Rescale the records from the line that contains "Note to the class: point out the woman's face" through the line that contains "<point>311,273</point>", and output only those lines. Repeat each line, requests included, but multiply every x and y coordinate in the answers by 0.35 and round to whole numbers, with halves rounded up.

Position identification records
────────────────

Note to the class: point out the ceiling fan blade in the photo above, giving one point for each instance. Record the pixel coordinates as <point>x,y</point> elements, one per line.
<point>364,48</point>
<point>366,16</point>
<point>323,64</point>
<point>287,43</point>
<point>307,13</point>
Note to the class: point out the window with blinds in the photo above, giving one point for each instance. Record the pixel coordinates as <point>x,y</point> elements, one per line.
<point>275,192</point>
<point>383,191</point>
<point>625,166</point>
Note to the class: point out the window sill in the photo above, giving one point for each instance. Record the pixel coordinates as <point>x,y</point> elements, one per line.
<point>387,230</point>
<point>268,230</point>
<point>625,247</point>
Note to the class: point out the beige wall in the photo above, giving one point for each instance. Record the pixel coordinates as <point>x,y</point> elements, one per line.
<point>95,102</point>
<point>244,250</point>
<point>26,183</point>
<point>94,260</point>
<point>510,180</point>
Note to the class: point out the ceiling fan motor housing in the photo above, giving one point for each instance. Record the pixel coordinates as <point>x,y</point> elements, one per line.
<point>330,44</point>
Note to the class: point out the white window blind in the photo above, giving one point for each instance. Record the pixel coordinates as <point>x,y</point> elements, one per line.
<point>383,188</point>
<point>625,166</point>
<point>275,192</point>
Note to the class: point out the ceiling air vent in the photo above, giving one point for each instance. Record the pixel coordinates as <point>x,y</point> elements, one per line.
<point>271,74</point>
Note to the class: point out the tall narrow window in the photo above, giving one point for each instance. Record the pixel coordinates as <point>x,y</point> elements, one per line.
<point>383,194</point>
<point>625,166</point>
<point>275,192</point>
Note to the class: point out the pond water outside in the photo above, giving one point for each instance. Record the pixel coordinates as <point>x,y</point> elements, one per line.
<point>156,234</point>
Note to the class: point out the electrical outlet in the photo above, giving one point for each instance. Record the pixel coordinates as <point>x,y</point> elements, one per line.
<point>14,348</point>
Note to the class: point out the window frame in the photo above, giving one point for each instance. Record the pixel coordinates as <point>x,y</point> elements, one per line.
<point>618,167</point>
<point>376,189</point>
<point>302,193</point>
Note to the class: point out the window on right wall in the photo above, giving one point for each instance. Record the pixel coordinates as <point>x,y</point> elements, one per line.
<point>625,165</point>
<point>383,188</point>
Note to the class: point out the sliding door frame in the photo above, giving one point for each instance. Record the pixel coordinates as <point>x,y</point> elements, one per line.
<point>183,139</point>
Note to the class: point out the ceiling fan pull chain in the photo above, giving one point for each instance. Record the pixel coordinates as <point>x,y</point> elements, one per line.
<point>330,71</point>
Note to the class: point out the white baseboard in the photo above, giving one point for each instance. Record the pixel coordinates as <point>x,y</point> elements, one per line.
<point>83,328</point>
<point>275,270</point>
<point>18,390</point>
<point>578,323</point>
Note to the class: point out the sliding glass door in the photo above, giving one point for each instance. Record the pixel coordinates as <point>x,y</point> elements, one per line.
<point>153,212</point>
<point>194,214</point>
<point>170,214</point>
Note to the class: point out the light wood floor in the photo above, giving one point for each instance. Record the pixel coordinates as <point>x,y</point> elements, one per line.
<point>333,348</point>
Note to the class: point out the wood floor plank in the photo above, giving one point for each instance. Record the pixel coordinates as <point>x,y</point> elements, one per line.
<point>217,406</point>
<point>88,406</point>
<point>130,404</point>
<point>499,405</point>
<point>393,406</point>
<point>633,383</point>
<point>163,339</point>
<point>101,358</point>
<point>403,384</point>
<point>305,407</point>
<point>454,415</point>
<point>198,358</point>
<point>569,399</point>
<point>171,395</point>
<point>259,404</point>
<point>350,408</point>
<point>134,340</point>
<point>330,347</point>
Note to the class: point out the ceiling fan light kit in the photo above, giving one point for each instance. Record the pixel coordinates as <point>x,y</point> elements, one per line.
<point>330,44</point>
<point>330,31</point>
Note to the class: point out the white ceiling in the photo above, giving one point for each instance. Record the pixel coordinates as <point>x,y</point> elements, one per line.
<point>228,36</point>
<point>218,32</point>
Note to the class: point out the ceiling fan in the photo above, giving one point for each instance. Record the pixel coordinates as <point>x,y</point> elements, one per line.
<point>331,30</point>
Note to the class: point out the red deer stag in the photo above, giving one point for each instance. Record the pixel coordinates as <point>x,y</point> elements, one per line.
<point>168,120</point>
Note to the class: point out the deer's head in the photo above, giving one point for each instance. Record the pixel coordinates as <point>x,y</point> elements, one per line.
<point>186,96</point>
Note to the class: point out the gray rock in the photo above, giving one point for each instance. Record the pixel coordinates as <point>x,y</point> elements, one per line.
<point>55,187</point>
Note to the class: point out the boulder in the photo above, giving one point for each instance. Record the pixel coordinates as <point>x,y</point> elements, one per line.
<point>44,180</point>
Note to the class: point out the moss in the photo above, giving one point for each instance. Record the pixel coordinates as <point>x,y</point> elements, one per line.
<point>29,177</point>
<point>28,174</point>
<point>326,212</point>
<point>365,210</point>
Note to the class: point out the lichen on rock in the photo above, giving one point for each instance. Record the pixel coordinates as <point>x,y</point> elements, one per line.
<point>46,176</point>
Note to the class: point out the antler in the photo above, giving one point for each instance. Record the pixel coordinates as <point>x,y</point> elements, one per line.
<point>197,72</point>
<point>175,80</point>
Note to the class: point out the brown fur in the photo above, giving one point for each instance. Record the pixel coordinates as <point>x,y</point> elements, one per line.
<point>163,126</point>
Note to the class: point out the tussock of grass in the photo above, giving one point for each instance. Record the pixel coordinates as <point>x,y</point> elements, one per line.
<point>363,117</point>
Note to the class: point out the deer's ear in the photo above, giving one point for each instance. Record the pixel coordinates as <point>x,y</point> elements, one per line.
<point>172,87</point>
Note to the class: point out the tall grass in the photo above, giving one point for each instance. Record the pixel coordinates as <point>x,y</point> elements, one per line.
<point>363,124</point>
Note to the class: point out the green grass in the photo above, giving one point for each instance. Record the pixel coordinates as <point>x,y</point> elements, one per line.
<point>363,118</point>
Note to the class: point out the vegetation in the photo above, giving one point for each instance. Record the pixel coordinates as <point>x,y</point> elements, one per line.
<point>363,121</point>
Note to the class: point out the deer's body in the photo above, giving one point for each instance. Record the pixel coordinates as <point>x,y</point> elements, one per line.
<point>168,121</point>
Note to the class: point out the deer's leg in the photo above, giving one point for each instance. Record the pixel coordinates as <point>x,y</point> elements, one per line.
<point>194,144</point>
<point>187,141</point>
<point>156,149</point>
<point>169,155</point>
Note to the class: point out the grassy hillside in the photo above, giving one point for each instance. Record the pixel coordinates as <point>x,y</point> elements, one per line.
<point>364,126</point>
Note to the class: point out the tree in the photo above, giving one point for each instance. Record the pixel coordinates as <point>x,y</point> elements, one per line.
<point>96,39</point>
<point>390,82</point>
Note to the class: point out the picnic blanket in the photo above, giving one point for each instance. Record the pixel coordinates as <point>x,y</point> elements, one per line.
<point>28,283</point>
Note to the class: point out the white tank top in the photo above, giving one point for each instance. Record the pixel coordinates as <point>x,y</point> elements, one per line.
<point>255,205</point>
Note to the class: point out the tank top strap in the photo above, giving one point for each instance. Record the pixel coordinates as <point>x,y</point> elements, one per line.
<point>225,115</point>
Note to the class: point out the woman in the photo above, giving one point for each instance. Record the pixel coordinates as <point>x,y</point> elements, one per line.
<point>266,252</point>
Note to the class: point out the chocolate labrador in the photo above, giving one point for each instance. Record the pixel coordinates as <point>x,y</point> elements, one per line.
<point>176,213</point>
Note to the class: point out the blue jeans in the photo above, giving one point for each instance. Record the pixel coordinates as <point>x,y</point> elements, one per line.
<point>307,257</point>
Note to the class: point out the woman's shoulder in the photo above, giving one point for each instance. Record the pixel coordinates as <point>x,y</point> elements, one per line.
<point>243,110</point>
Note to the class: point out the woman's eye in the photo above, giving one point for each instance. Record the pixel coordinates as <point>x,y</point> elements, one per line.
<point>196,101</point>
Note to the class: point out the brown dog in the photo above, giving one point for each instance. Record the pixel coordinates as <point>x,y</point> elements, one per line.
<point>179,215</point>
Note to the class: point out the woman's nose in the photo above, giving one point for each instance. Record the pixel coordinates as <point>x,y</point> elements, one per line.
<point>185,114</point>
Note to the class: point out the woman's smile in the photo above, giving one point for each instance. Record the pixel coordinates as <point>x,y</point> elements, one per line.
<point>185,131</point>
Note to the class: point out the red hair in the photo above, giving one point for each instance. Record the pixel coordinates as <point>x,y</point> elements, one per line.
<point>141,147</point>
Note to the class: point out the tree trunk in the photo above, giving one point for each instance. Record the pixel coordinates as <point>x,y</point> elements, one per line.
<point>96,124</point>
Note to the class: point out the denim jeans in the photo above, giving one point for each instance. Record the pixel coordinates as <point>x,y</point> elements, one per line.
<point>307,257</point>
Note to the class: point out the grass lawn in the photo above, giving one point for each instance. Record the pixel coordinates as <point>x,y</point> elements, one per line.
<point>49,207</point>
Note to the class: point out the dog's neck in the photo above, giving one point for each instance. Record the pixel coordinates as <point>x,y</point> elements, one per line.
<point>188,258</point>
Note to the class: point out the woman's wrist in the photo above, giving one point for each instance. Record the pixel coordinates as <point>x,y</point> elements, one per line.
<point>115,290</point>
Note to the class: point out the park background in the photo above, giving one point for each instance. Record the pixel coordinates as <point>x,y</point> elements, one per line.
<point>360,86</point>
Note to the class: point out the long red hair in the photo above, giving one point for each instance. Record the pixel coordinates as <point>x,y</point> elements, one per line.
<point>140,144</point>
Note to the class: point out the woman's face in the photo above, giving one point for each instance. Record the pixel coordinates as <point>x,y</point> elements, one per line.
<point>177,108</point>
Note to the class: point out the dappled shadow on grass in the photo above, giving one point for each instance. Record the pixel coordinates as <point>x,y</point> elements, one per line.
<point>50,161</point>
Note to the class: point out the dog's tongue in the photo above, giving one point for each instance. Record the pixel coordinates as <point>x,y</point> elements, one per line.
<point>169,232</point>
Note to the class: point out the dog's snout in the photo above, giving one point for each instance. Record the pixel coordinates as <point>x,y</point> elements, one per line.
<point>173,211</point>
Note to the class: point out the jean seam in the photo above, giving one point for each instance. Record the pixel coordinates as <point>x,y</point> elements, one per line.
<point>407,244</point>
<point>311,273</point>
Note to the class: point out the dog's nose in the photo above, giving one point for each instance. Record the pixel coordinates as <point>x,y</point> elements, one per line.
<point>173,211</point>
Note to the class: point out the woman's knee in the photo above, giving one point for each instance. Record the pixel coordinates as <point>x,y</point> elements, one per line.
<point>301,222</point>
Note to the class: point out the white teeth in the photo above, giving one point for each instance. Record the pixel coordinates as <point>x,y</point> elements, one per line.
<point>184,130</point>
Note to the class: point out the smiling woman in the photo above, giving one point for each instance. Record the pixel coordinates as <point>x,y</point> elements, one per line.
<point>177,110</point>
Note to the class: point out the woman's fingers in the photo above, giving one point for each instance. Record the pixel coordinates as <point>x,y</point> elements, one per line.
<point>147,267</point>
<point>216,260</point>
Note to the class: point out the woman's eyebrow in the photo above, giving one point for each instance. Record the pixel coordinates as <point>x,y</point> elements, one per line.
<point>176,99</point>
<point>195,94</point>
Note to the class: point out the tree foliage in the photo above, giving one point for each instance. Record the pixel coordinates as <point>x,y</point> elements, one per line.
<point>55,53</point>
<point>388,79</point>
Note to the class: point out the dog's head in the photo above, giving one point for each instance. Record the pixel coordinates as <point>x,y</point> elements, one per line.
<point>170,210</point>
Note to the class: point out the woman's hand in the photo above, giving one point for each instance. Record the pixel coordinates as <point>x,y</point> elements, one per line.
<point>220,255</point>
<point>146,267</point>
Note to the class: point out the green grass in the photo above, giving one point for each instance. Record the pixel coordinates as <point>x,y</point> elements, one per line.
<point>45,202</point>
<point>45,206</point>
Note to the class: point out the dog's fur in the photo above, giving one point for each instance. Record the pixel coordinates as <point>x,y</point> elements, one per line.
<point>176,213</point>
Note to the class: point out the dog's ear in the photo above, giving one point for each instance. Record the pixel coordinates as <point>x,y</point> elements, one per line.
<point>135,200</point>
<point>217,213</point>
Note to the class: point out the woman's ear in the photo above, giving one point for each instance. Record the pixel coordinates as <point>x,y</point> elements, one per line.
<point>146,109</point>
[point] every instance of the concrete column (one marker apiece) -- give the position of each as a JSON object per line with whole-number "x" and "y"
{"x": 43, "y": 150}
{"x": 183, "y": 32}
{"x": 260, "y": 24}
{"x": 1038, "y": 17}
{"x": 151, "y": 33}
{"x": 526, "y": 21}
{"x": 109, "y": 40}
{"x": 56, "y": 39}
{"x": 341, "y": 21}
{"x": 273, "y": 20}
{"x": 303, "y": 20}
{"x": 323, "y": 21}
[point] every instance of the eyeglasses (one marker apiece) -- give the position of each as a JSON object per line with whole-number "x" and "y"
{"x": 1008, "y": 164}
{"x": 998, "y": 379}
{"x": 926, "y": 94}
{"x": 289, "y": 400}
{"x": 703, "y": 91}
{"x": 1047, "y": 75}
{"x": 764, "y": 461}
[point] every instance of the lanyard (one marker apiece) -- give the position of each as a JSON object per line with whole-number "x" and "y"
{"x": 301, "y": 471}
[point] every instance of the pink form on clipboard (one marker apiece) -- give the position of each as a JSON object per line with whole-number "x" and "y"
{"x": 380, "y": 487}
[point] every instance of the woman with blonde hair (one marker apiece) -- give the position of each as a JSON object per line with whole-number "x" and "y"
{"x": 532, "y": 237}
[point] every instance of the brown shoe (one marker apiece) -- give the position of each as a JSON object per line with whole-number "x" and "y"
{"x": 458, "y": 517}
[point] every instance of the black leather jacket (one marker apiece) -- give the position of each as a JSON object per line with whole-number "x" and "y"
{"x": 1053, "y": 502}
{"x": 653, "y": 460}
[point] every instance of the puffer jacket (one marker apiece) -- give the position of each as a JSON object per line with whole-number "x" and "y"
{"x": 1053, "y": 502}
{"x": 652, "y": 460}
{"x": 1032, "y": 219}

────────────────

- _Written response_:
Note to the class: point out the woman's face in the photo above, giving one point for each instance. Record the pixel coordinates as <point>x,y</point> elements, one per line.
<point>62,38</point>
Note to the class: point out the dappled shadow on grass in the photo above, giving one point for each instance. Record the pixel coordinates as <point>x,y</point> elements, one per line.
<point>18,56</point>
Note to the class: point out the dog's tongue in the photo above, giving one point for each instance. Record the pixel coordinates as <point>x,y</point> elements, one per line.
<point>59,81</point>
Note to the class: point out the dog's snout in the photo above, giving one point for each instance. Record the pixel coordinates as <point>x,y</point> elements, one per line.
<point>61,74</point>
Note to the class: point out the jean seam in the photo above, giving one point for each instance. Record the pixel coordinates as <point>x,y</point> elements, one per line.
<point>142,85</point>
<point>109,96</point>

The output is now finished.